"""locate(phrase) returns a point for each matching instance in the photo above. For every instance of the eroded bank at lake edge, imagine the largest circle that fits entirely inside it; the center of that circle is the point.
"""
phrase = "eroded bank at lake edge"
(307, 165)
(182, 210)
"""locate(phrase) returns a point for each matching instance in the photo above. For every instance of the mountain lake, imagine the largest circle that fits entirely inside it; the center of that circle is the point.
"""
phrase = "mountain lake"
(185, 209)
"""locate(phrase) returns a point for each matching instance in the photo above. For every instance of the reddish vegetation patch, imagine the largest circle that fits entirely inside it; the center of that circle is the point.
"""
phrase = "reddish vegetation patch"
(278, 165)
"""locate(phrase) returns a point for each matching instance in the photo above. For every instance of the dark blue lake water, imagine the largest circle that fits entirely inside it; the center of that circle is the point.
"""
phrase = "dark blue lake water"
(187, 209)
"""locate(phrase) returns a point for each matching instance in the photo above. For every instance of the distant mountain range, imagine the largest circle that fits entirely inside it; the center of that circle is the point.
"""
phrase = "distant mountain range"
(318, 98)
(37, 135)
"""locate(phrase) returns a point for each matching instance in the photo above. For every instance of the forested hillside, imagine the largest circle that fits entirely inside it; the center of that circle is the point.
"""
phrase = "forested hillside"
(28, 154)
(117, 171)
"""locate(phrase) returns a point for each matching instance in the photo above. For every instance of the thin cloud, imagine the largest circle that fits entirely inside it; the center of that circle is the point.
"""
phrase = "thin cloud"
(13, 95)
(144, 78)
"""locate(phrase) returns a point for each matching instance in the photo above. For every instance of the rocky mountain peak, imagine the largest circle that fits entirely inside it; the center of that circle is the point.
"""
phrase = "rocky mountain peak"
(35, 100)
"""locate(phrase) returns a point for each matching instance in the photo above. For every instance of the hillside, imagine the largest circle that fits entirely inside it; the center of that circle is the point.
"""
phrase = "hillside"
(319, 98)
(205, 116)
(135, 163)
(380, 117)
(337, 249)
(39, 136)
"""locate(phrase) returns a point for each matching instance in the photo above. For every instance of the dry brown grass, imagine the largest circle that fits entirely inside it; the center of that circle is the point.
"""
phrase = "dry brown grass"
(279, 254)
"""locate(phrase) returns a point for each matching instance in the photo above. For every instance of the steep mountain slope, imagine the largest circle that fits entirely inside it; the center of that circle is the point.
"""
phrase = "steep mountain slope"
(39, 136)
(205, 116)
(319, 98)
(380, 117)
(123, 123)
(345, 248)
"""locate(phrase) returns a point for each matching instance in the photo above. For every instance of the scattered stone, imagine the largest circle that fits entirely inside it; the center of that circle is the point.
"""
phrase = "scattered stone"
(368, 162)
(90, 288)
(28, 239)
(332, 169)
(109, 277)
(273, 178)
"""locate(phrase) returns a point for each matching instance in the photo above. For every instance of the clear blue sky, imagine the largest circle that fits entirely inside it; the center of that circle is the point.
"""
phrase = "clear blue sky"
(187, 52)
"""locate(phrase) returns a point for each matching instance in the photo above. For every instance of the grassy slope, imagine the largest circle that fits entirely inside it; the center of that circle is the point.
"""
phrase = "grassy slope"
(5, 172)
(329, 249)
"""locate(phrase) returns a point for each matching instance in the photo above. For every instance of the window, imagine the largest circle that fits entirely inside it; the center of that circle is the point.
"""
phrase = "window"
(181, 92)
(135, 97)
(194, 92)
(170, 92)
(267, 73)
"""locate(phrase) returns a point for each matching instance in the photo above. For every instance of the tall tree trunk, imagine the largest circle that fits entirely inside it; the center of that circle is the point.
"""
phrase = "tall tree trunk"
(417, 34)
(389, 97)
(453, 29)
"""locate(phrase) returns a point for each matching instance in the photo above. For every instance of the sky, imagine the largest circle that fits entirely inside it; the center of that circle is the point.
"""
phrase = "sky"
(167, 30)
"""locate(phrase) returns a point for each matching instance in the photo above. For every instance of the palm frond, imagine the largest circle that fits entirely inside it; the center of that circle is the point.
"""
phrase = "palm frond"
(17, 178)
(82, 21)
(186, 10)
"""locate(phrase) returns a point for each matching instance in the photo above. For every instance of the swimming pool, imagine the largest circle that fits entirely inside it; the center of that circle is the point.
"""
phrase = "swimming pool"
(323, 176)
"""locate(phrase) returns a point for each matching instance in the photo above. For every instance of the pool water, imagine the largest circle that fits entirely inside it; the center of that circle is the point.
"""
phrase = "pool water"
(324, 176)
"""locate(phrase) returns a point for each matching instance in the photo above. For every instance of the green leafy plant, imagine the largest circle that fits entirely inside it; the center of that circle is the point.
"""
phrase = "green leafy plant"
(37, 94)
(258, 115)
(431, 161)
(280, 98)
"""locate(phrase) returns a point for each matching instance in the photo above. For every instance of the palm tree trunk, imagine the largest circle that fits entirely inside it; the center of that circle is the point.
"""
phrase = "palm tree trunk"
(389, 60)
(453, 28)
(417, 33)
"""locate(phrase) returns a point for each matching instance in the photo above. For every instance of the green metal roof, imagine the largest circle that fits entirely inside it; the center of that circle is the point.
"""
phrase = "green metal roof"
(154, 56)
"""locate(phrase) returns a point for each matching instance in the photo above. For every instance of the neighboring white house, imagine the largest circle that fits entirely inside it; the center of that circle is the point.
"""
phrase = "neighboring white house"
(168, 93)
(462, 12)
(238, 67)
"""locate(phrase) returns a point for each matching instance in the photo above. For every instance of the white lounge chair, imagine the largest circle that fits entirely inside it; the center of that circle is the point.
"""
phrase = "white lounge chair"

What you will do »
Look through the entries above, find each line containing "lounge", and copy it.

Exercise answer »
"""locate(phrase) returns a point for each matching instance in the photo above. For every instance of the white lounge chair, imagine the largest circle that fits entirely inside it; the center of that circle is the point.
phrase = "white lounge chair"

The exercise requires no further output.